◆ **Bacaan**:

►

Kamis, 29 Maret 2012

KEDUDUKAN NIKAH SIRRI DALAM PERATURAN PERUNDANG-UNDANGAN DI INDONESIA

KEDUDUKAN NIKAH SIRRI DALAM PERATURAN PERUNDANG-UNDANGAN DI INDONESIA
1.      Pendahuluan.
Membicarakan nikah sirri ditinjau dari berbagai aspek peraturan perundang-undangan yang berlaku di Indonesia, maka pendekatan yang harus digunakan adalah perangkat hukum yang telah diatur dan diakui oleh sistem perundang-undangan nasional. Secara umum dalam perspektif Hukum Islam[1], nikah sirri cenderung memperbolehkan, meskipun dapat menjadi tidak sah karena tidak tercapai mashlahat dalam pernikahan karena perubahan hukum. Sementara dalam hukum positif dapat ditegaskan sebagai pernikahan yang ilegal, bahkan tidak ada satu katapun yang menyebut eksistensi nikah sirri. Hal ini suatu indikasi nikah sirri tidak dianggap dalam hukum perkawinan nasional. Berikut ini ada tiga perangkat peraturan yang dapat dijadikan kajian untuk menentukan eksistensi nikah sirri.
2.      Menurut Kompilasi Hukum Islam di Indonesia
Status Kompilasi Hukum Islam dalam tata hukum positif nasional telah diakui dan diterapkan dalam sejumlah putusan hukum Peradilan Agama.[2] Secara konstitusional hadir melalui Inpres Nomor 1 Tahun 1991 tanggal 10 Juni 1991. Sehingga Kompilasi Hukum Islam merupakan salah satu bentuk positivikasi terhadap hukum Islam yang bermaksud mengembangkan pesan-pesan agama dari nuansa normatif, dari sekedar dicita-citakan (ius constituendum) menjadi  hukum yang benar-benar berlaku (ius constitutum). Bagaimana sesungguhnya pengaturan pernikahan dalam Kompilasi Hukum Islam ini sehingga dianggap sah? Pasal 4 Kompilasi Hukum Islam menyebutkan perkawinan adalah sah, apabila dilakukan menurut hukum Islam sesuai dengan Pasal 2 Ayat (1) Undang-undang Nomor 1 Tahun 1974. Berdasarkan pasal ini jelas sekali terlihat bagaimana posisi Kompilasi Hukum Islam yang mendukung ketentuan pernikahan harus sesuai dengan hukum Islam dan hukum positif, jadi erat kaitannya antara ketentuan tentang sah atau tidak pernikahan antara Kompilasi Hukum Islam dan Undang-undang Perkawinan.

◄

◆ **Ketentuan Tugas**:
Menurut bacaan tentang nikah sirri di atas, melalui peraturan apa Kompilasi Hukum Islam hadir secara konstitusional?

Entri Koleksi:

►

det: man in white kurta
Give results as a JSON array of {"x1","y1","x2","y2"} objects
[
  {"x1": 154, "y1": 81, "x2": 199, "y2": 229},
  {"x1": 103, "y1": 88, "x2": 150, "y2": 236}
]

◄

◆ **Hasil Latihan**:
Melalui Inpres Nomor 1 Tahun 1991 tanggal 10 Juni 1991.